TO DO: Reproduce each record below exactly as written.

DATA PROVIDED:
▶
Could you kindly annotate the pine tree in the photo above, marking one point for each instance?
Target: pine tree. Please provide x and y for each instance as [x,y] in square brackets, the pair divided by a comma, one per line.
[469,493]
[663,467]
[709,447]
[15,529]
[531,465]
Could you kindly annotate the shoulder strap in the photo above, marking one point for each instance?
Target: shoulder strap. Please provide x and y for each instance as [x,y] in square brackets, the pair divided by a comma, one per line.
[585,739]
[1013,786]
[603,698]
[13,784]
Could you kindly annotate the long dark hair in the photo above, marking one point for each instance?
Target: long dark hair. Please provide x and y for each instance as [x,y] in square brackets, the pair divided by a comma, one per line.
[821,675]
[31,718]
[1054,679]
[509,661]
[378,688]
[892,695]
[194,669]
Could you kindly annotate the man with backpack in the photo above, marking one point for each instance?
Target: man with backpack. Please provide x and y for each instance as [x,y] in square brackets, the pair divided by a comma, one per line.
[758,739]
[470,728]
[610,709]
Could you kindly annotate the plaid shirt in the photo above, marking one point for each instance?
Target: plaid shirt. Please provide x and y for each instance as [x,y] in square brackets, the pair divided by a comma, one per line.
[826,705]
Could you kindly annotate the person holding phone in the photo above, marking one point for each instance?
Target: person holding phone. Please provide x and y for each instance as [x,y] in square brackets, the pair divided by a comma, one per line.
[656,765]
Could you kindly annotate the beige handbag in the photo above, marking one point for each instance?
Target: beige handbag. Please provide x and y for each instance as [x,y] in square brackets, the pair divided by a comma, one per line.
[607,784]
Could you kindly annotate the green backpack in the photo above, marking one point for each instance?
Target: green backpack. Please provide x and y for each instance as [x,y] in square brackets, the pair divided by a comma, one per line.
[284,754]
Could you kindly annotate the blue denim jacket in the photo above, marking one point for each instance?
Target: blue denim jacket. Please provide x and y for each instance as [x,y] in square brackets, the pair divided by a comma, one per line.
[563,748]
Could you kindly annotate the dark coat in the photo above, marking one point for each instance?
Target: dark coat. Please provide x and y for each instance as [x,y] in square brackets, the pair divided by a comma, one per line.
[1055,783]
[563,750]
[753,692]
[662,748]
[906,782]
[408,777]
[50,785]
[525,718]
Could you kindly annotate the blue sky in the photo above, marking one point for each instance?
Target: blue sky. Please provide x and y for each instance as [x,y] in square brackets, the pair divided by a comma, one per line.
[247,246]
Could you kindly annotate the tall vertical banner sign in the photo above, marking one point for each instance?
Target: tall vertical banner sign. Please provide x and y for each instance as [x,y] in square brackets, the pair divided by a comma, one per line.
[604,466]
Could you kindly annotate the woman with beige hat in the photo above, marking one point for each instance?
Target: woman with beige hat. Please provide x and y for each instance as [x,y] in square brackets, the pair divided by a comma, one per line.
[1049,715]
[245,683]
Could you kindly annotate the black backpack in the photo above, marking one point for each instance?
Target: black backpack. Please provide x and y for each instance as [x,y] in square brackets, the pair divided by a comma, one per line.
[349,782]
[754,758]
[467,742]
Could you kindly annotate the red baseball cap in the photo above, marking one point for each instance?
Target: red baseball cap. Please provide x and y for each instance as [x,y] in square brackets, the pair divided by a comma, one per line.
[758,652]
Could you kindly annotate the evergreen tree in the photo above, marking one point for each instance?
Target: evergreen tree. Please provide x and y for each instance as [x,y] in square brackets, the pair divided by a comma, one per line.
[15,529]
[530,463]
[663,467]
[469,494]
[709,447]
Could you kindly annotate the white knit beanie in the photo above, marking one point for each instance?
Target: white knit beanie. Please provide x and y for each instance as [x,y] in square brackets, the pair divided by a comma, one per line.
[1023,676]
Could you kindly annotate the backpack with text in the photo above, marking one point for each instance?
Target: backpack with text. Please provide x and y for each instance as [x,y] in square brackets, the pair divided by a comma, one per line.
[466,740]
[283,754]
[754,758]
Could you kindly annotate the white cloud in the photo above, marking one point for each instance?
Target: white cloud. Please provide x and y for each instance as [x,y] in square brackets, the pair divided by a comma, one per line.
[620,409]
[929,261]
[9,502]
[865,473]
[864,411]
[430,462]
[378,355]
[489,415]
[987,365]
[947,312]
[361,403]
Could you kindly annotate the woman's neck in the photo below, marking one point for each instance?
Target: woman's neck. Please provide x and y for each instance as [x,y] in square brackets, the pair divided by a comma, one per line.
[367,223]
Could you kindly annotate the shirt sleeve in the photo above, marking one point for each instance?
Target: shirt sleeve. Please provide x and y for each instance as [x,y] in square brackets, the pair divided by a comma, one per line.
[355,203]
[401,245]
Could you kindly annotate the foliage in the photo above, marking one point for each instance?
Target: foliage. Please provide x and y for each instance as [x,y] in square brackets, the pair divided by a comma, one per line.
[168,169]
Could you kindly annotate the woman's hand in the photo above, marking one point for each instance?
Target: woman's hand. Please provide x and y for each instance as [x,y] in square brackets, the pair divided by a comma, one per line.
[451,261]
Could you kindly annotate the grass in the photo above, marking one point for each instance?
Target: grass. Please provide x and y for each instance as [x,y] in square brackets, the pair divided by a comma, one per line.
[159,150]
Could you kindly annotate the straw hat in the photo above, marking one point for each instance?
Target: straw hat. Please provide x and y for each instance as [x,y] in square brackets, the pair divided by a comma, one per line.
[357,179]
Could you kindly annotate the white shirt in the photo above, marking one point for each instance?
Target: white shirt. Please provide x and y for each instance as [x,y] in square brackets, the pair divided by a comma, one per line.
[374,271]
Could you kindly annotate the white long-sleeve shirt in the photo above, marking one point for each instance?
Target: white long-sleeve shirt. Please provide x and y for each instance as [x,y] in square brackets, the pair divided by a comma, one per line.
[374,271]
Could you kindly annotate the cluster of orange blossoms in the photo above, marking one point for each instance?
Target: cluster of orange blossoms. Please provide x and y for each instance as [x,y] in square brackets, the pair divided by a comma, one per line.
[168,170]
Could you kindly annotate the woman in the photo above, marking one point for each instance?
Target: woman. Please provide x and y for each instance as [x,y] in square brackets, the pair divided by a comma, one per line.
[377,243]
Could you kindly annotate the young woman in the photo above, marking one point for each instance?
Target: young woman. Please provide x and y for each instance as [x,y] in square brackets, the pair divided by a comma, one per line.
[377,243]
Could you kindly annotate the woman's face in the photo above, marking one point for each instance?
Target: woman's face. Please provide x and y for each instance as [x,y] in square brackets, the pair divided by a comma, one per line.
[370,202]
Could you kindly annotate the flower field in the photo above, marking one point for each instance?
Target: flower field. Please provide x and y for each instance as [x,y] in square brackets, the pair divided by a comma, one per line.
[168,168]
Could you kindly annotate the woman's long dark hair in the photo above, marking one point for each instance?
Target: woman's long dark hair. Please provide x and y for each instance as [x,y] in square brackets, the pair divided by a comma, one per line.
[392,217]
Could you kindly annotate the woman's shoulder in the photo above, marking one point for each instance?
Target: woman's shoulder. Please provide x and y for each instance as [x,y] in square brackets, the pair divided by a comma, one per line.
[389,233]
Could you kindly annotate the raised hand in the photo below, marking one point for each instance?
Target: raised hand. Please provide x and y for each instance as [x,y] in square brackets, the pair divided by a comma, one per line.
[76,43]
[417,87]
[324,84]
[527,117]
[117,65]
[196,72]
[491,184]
◀
WORKED ANSWER:
Could you kindly annotate the pine tree in the photo above, marking one point for each instance?
Target: pine tree. Please provide x and y for each instance as [x,y] in square brackets, the pair divided by a comma, one per line.
[469,493]
[663,467]
[709,447]
[15,529]
[531,465]
Could you kindly annotate the shoulder strap in the photo above, marking one point for each instance?
Target: shoulder strap. Please provide x and y for each instance as [x,y] in square brackets, the pair divided by a comma, one per line.
[585,739]
[1013,786]
[603,698]
[13,784]
Could you kindly annotate the long dark hair in the photo above, marking one point for each instance?
Target: long dark hair. Please provide x and y for each instance as [x,y] in square brackets, the pair divided by a comma, one per line.
[821,675]
[31,718]
[1054,679]
[509,661]
[378,688]
[892,695]
[194,669]
Could you kindly annotate the man with backpack in the photo above, marking one point for each instance?
Target: man with backpack. Please provide x and y for each instance as [x,y] in square brackets, the pair divided by a comma, one per line.
[758,739]
[470,728]
[610,709]
Could you kindly annotate the plaid shirt in the photo above, marking one point for each instance?
Target: plaid shirt. Please provide x and y for each instance as [x,y] in square brackets, the pair divided by a comma, one per line.
[826,705]
Could you kindly annotate the person holding phone in the photo above, marking one point for each instance?
Target: person holding phone. Please provide x and y for each instance as [x,y] in square brackets, the pair divided by a comma, one per line.
[656,765]
Could you kindly annotate the beige handbag in the photo above, marking one point for each instance?
Target: beige handbag. Please provide x and y for each instance as [x,y] in square brackets, the pair divided by a comma, one per line.
[607,784]
Could you kindly annotate the green backpack in the photo above, marking one point for each instance?
Target: green backpack. Please provide x and y for each instance as [x,y] in square brackets, the pair divided by a comma, one per line.
[284,754]
Could you kindly annotate the blue denim jacket in the photo above, marking one point for each instance?
Target: blue denim jacket. Please provide x and y for each instance as [x,y] in square brackets, the pair divided by a comma, one per line.
[563,748]
Could you kindly annotate the dark coat in the photo above, marking one point for each instance?
Target: dark coat. Please provide x and y for each instance as [x,y] in square brackets, the pair divided by a comma, one per line.
[1055,783]
[563,750]
[753,692]
[662,748]
[906,782]
[408,777]
[50,785]
[525,718]
Could you kindly annotate the blue sky in the photo above, marking one point for each instance?
Target: blue sky. Please provide x and y for each instance as [x,y] in square brackets, the pair divided by a comma, one per line.
[247,246]
Could you kindly annotate the tall vertical banner sign in the photo above, marking one point for each instance?
Target: tall vertical banner sign. Please provide x and y for each instance as [x,y] in square brackets, the pair divided by a comma, one per line.
[604,466]
Could you kindly annotate the woman with beige hat in the photo above, marking one point for each instance?
Target: woman with beige hat. Please provide x and y for each instance as [x,y] in square brackets, the pair divided by a comma, one per line.
[1049,715]
[245,683]
Could you kindly annotate the black backpack in the photo above, marking one point for each instance?
Target: black backpack. Please provide x and y for each instance as [x,y] in square brackets, the pair divided by a comma, one per line.
[349,782]
[754,758]
[467,742]
Could you kindly annotate the red baseball cap in the photo above, marking one point for each instance?
Target: red baseball cap. Please provide x and y for each instance as [x,y] in square brackets, the pair divided by a comma, one per line.
[758,652]
Could you kindly annotate the evergreen tree in the photo above, marking one point for each instance?
Target: evergreen tree. Please provide x and y for each instance as [x,y] in square brackets, the pair divided by a comma, one per line.
[15,529]
[530,463]
[663,467]
[469,494]
[709,447]
Could you kindly annotate the white knit beanie in the photo above, marking one point for each instance?
Target: white knit beanie. Please provide x and y for each instance as [x,y] in square brackets, the pair divided by a comma, one per line.
[1023,676]
Could you kindly annotate the backpack with text in the photo above, marking one point for each instance?
Target: backpack with text. Please provide x and y for each instance as [x,y] in square brackets, the pair divided by a comma, one per line.
[466,740]
[283,754]
[754,758]
Could you kindly annotate the white cloud in the photo above, marking one point for each instance?
Target: white cloud. Please provide x and y for each instance as [x,y] in square brackets, the pair divided by a comma, one per line.
[620,409]
[929,261]
[9,502]
[865,473]
[864,411]
[430,462]
[378,355]
[489,415]
[987,365]
[947,312]
[361,403]
Could you kindly annotate the woman's neck in the photo below, marking one point for each instance?
Target: woman's neck. Please provide x and y for each instance as [x,y] in square brackets, the pair divided by a comma, one per line.
[367,223]
Could you kindly annotate the shirt sleeve in the photo above, marking one point for each instance?
Target: shirt sleeve. Please provide x and y for each instance as [x,y] in square brackets, the pair divided by a comma, one per line.
[355,203]
[401,245]
Could you kindly annotate the foliage in the photo above, marking one point for each instance?
Target: foliage. Please provide x and y for each instance as [x,y] in square brackets, the pair divided by a comma, one per line.
[168,169]
Could you kindly annotate the woman's hand in the photo above, marking one point for each instance?
Target: woman's hand. Please provide x and y for each instance as [x,y] in square brackets, the pair divided by a comma, one per line.
[451,261]
Could you kindly annotate the grass in the photo above, marking one point for each instance?
Target: grass. Please provide x and y for each instance as [x,y] in square brackets, the pair divided by a comma, one per line.
[159,150]
Could you kindly annotate the straw hat in the photo above, marking one point for each instance?
Target: straw hat. Please provide x and y for each instance as [x,y] in square brackets, the pair divided by a comma, one per line.
[357,179]
Could you kindly annotate the white shirt in the photo above, marking one point for each instance?
Target: white shirt. Please provide x and y for each instance as [x,y] in square brackets, the pair divided by a comma, one per line.
[374,271]
Could you kindly annotate the white long-sleeve shirt in the photo above, marking one point for each instance?
Target: white long-sleeve shirt. Please provide x and y for each instance as [x,y] in square brackets, the pair divided by a comma, one per line.
[374,271]
Could you kindly annotate the cluster of orange blossoms in the photo above, marking one point for each instance?
Target: cluster of orange blossoms. Please provide x and y for each instance as [x,y] in square brackets, the pair divided by a comma, one per line.
[168,170]
Could you kindly annotate the woman in the photo above, marking one point for each instance?
Target: woman. Please provide x and y for each instance as [x,y] in square brackets, the pair divided by a comma, one per line.
[377,243]
Could you kindly annotate the young woman in the photo above, marking one point for each instance?
Target: young woman. Please provide x and y for each instance as [x,y] in square brackets, the pair divided by a comma, one per line.
[377,243]
Could you kindly annotate the woman's face in the photo above, marking one point for each instance?
Target: woman's face. Please provide x and y for each instance as [x,y] in square brackets, the pair divided by a comma, one per line.
[370,202]
Could you kindly annotate the flower field in the photo above, marking one point for each instance?
Target: flower field. Please provide x and y for each instance as [x,y] in square brackets, the pair divided by a comma, one per line.
[168,168]
Could you kindly annotate the woman's long dark hair in the photo above, marking one point for each instance?
Target: woman's long dark hair. Please provide x and y for each instance as [x,y] in square brackets, the pair divided by a comma, one per line.
[392,217]
Could you kindly annotate the woman's shoulder in the photo above, marking one point for each instance?
Target: woman's shoulder. Please provide x and y for each instance as [x,y] in square brackets, the pair divided by a comma, one per line.
[389,233]
Could you kindly annotate the raised hand in the photo below, marking one point for each instance?
Target: raised hand. Please provide x and y for each instance as [x,y] in square brackets, the pair divided by a comma, one per line.
[76,43]
[417,87]
[324,84]
[527,117]
[117,65]
[196,72]
[491,184]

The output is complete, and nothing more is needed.